__Your goal__. Copy every entry exactly.

__Input data__.
start

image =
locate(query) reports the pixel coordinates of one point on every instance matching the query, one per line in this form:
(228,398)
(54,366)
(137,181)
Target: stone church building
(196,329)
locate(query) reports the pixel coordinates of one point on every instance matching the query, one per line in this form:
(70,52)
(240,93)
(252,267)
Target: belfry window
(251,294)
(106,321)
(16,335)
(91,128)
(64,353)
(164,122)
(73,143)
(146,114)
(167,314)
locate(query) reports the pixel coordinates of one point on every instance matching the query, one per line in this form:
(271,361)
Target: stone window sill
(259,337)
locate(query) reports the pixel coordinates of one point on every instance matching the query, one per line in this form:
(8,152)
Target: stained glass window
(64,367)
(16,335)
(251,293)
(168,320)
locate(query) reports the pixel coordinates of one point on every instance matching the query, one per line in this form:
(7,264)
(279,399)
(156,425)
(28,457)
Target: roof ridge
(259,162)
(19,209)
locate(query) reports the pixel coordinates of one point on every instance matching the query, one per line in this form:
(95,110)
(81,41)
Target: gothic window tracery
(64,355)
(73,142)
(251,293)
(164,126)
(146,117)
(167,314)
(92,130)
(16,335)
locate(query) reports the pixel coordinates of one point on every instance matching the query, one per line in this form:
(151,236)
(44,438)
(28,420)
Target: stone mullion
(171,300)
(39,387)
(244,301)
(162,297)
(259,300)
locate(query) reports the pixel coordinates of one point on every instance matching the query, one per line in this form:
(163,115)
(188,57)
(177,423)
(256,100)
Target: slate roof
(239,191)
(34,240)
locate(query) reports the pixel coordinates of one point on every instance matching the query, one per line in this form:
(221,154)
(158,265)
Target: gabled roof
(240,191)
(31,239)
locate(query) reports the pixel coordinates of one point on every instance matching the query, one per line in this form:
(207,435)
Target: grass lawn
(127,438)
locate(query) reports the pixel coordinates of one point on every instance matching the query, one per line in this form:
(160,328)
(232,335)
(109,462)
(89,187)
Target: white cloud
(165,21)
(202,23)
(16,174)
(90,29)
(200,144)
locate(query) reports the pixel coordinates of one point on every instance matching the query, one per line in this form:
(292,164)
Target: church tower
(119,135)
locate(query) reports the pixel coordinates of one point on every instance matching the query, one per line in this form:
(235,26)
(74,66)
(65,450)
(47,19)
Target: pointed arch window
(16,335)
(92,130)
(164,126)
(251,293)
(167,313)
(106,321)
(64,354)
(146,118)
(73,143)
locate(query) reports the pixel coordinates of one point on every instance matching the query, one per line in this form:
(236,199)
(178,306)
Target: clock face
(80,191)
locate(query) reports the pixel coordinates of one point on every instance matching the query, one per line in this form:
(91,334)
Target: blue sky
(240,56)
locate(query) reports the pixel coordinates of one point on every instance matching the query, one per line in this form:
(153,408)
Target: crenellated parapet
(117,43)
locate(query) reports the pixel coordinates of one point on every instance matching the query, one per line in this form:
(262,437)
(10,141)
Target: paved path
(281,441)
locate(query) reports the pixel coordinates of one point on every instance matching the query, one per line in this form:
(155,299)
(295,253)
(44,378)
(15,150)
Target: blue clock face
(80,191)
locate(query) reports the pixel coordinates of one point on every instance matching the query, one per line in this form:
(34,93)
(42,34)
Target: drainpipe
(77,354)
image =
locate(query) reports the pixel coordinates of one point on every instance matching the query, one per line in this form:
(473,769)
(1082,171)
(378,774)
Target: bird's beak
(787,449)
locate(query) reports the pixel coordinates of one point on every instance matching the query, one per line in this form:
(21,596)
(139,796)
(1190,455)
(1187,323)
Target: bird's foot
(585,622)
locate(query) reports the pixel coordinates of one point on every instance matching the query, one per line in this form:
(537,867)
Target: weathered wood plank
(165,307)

end

__Result of this exercise__.
image =
locate(query) reports the pixel coordinates of one point on every instance matching the query, one per line in this form:
(228,398)
(54,366)
(137,181)
Target: stone church building
(196,329)
locate(query) reports the pixel coordinates of one point on every instance matching the query, one per line in this form:
(70,52)
(240,93)
(252,267)
Target: belfry window
(251,294)
(106,321)
(16,335)
(91,128)
(64,353)
(164,122)
(73,143)
(146,114)
(167,314)
locate(query) reports the pixel coordinates of one point on every instance matching the query, one per line in this form:
(271,361)
Target: stone window sill
(259,337)
locate(query) reports the pixel coordinates of one point on every instance matching the query, one per line in this form:
(8,152)
Target: stained glass window
(64,367)
(16,335)
(251,293)
(168,320)
locate(query) reports the pixel coordinates of one point on every instance matching the query, one per line in this form:
(7,264)
(279,399)
(156,425)
(28,457)
Target: roof ridge
(259,162)
(19,209)
locate(query) reports the pixel coordinates of one point on every instance matching the query, one per line in this form:
(95,110)
(81,41)
Target: gothic window tracery
(64,355)
(73,142)
(251,293)
(164,126)
(146,117)
(167,314)
(92,130)
(16,335)
locate(query) reports the pixel coordinates of one point on every instance matching the query, one per line in this form:
(151,236)
(44,438)
(28,420)
Target: stone mullion
(171,300)
(39,387)
(244,301)
(162,297)
(259,300)
locate(query) reports the pixel coordinates of one point on every instance matching the query, one per line in this form:
(163,115)
(188,57)
(177,423)
(256,100)
Target: slate roof
(239,191)
(34,240)
locate(query) reports the pixel coordinates of one point on every instance matching the query, one per line in this form:
(221,154)
(158,265)
Target: gabled roof
(240,191)
(31,239)
locate(query) reports the pixel coordinates of one point on every instance matching the query, one per line in this form:
(207,435)
Target: grass lawn
(127,438)
locate(query) reports the pixel coordinates of one point on every instance matching the query, one per line in this form:
(160,328)
(232,335)
(109,462)
(89,187)
Target: white cloud
(165,21)
(202,23)
(16,174)
(90,29)
(200,144)
locate(query) reports the pixel coordinates of one point on every instance matching the query, one per line in this form:
(292,164)
Target: church tower
(119,135)
locate(query) reports the pixel coordinates of one point on every instance matching the query, one per line in this form:
(235,26)
(74,66)
(65,450)
(47,19)
Target: pointed arch window
(16,335)
(92,130)
(164,126)
(251,293)
(167,313)
(106,321)
(64,354)
(146,118)
(73,143)
locate(query) reports the pixel coordinates of one point on every instance matching the query, one per line in this form:
(236,199)
(178,306)
Target: clock face
(80,191)
locate(query) reports the pixel coordinates of one point on every instance matching the query, one per line in this form:
(91,334)
Target: blue sky
(240,56)
locate(query) reports the pixel coordinates of one point on every instance matching the query, one per line in this form:
(153,408)
Target: crenellated parapet
(117,43)
locate(query) reports the pixel coordinates of one point on every instance matching the query, one per line in this form:
(262,437)
(10,141)
Target: paved path
(281,441)
locate(query) reports the pixel coordinates of one point on every instance matching the query, one per line in this form:
(155,299)
(295,253)
(44,378)
(15,150)
Target: blue clock face
(80,191)
locate(query) reports the pixel coordinates of one point on every instance matching the query, one per line in this form:
(34,93)
(42,34)
Target: drainpipe
(77,354)
image =
locate(query) reports the pixel coordinates of one point on every instance matching the query, one per line in this form:
(473,769)
(1082,171)
(378,774)
Target: bird's beak
(787,449)
locate(query) reports the pixel coordinates of one point on every instance matching the query, one per line in this form:
(21,596)
(139,796)
(1190,455)
(1187,323)
Target: bird's foot
(585,622)
locate(query) reports the pixel coordinates of one point on every instance matching the query, one per line in this form:
(537,867)
Target: weathered wood plank
(165,307)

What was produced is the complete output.